§ **Extract provided**:
Innovation barriers: EIT Health brings the much-needed cross-sectoral approach

Although these developments show there is a vibrant space for people-centred innovation, particularly in diabetes medicine development and care provision, there are several innovation barriers that need to be addressed in order to bring clinically validated solutions of high quality to market. Cross-sectoral topics are best addressed in an open and collaborative environment that integrates actors from research and development, clinical research, education and training, healthcare service provision, and reimbursement – with patients playing an active role throughout. The organisation I work for, Profil GmbH, is a core partner in EIT Health because the partnership provides such an environment. EIT Health addresses several key topics in an open and collaborative forum, with the involvement of all relevant stakeholders, including:

  • Co-creation: involvement of patients and other stakeholders early in the design and evaluation of digital solutions. Co-creation gives all stakeholders joint decision-making power in areas such as marketing authorisation, added value definition and eligibility for reimbursement. Many EIT Health projects involve co-creation and the network encourages and supports continued advancement in this area.

§ **Exercise requirements**:
• 1. Rewrite the paragraph in the innovation barriers extract that begins "Although these developments show" as a short bulleted list, keeping its main facts.
• 2. Carry on the extract about innovation barriers and EIT Health from the point where it stops.
The entries that come next have nothing to do with this.

§ **Information shown**:

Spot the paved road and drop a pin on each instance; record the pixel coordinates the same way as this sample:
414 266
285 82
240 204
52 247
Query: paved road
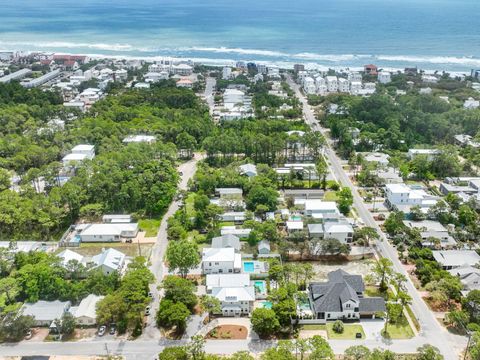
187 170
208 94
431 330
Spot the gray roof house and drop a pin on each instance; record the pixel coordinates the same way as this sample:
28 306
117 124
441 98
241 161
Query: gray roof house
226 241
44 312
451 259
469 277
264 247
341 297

==

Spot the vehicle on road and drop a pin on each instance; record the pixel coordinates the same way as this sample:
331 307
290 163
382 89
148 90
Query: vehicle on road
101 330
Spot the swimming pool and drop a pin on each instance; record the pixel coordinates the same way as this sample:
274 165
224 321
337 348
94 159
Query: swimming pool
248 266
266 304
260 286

§ **Written answers**:
• 1.
- There is a lively space for people-centered innovation, especially in developing diabetes medicines and providing care.
- Several innovation barriers must still be addressed before high-quality, clinically validated solutions can reach the market.
- Cross-sectoral topics are best handled in an open, collaborative setting. That setting brings together research and development, clinical research, education and training, healthcare service providers, and reimbursement, and patients take an active part throughout.
- The writer's organization, Profil GmbH, is a core partner in EIT Health because the partnership offers this kind of setting.
- EIT Health takes on several key topics in an open, collaborative forum that includes all relevant stakeholders.

• 2.
  • Data: the debate is on ownership, availability, integrity, and remuneration of data sharing. Data management policies and systems securing inter-operability, privacy and cyber-resilience are considered of utmost importance. The EIT Health Think Tank outlined a number of recommendations that aim to address the realisation of possibilities of data in healthcare in its 2018 report, "The Use of Existing Big Data to Improve Healthcare".

  • Regulation: quality assurance and regulatory requirements for lifestyle apps and apps that are part of medical devices actively managing the patients’ treatment need to be clarified. Also the exploitation of real-world data repositories for marketing authorisation and informing personalised treatment decisions is a key area of concern. The EIT Health CLOSE Innovation Project, which I am working on (See Box), addresses the overall care environment for patients with uncontrolled type 2 diabetes.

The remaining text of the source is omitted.